На востоке, в вилайетах с центрами в городах Ван и Битлис, кровавые расправы 1915 года частично совершались во время рейдов вооруженных отрядов, численность которых доходила до десяти тысяч. Ими командовал Джевдет-бей, сводный брат Энвер-паши, прозванный Лошадиной Подковой за привычку оставлять на своих жертвах следы лошадиных подков. Он назвал свои отряды «касаб табури», или «убойные батальоны». Смещенный с поста правителя города Ван местными армянами в середине мая 1915 года, Джевдет-бей собрал свои отряды и направился мстить армянам в город Саирт, что находится западнее. Там он повесил армянского епископа и перебил большую часть остававшихся в городе христиан.

По прибытии в Битлис он собрал около двадцати армянских лидеров и повесил их. Окружив город своими «убойными батальонами», он объявил сбор всех здоровых мужчин, годных к военной службе. Их отвели на небольшой пустырь подальше от города. Перед тем как расстрелять, их заставили рыть траншеи, в которых потом закопали трупы. Женщин и девочек пустили по рукам среди местных турок и курдов; из тех, кто остался в живых, большую часть погнали к реке Тигр и утопили. В Битлисе было убито около пятнадцати тысяч армян, еще больше погибло за время рейдов «касаб табури» по окрестным деревням.

**ЗАДАНИЕ 1**
Верни без изменений фрагмент отрывка о расправах 1915 года, начиная со слов «На востоке, в» и заканчивая словами «в городе христиан.».
**ЗАДАНИЕ 2**
Почему, согласно отрывку о расправах 1915 года, Джевдет-бей со своими отрядами направился в город Саирт? Ответь в одном–трех предложениях.
**ЗАДАНИЕ 3**
Допиши продолжение отрывка о расправах 1915 года, начиная сразу после его последнего предложения.

**Извлеченные строки**
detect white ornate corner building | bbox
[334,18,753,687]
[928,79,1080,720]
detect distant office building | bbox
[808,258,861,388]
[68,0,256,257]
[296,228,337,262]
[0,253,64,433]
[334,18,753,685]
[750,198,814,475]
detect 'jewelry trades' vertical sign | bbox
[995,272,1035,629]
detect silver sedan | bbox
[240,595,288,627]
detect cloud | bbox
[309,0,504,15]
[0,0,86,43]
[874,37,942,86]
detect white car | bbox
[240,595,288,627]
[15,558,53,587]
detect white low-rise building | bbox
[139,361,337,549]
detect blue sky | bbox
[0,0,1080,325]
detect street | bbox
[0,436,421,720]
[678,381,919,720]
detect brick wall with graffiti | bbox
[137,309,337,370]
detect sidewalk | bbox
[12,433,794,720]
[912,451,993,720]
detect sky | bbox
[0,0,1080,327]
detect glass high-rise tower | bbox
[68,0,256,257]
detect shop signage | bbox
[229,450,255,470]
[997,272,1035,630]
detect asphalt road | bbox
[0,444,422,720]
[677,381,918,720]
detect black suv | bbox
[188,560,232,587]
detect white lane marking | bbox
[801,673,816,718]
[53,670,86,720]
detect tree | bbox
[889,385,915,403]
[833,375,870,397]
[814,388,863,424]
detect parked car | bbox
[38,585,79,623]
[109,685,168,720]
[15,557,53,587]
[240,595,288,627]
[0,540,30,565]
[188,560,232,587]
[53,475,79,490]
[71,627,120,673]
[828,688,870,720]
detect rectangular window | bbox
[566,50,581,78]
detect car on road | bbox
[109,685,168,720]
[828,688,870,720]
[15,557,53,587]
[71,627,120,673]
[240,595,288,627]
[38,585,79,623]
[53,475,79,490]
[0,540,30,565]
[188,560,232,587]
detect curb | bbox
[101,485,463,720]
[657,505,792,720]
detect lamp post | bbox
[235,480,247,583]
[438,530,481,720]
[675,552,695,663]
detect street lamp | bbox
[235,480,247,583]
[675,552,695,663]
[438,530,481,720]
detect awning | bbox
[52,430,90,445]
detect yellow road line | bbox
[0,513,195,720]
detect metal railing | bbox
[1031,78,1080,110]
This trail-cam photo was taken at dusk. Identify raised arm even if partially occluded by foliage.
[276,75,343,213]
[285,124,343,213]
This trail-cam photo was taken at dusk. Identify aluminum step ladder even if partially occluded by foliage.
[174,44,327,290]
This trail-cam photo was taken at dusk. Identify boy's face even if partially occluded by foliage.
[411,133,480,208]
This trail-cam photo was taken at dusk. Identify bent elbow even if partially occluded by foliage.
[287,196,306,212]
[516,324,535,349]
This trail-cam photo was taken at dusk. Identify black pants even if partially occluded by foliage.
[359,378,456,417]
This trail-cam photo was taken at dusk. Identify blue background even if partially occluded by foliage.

**ОТВЕТ 1**
На востоке, в вилайетах с центрами в городах Ван и Битлис, кровавые расправы 1915 года частично совершались во время рейдов вооруженных отрядов, численность которых доходила до десяти тысяч. Ими командовал Джевдет-бей, сводный брат Энвер-паши, прозванный Лошадиной Подковой за привычку оставлять на своих жертвах следы лошадиных подков. Он назвал свои отряды «касаб табури», или «убойные батальоны». Смещенный с поста правителя города Ван местными армянами в середине мая 1915 года, Джевдет-бей собрал свои отряды и направился мстить армянам в город Саирт, что находится западнее. Там он повесил армянского епископа и перебил большую часть остававшихся в городе христиан.

**ОТВЕТ 2**
В середине мая 1915 года местные армяне сместили Джевдет-бея с поста правителя города Ван. После этого он собрал свои отряды и двинулся в Саирт, чтобы отомстить армянам.

**ОТВЕТ 3**
Официальная трактовка этих кровавых событий была потрясающей: планомерное перемещение лиц этнической группы, которые представляли угрозу, чья лояльность находилась под сомнением, которые подрывали надежность восточных границ. Армян следовало первым делом разоружить, затем согнать всех вместе и окружить, мужчин убить, остальных или убить вместе с мужчинами, или увести на юг, в сторону пустыни. До сих пор официально неизвестно, какого масштаба операции по уничтожению армян готовились заранее, так же как и многое другое, связанное с событиями 1915 года. Сохранилось не много документальных свидетельств, и, несмотря на го что в них зафиксированы совершенные преступления, турки постоянно отрицают все, происходившее тогда. Довольно часто и сами армяне помогали им в этом. Последствия карательных операций вызвали у турок и армян до странности похожую реакцию, и в разные периоды времени обе стороны сделали все возможное, чтобы искоренить даже память о них.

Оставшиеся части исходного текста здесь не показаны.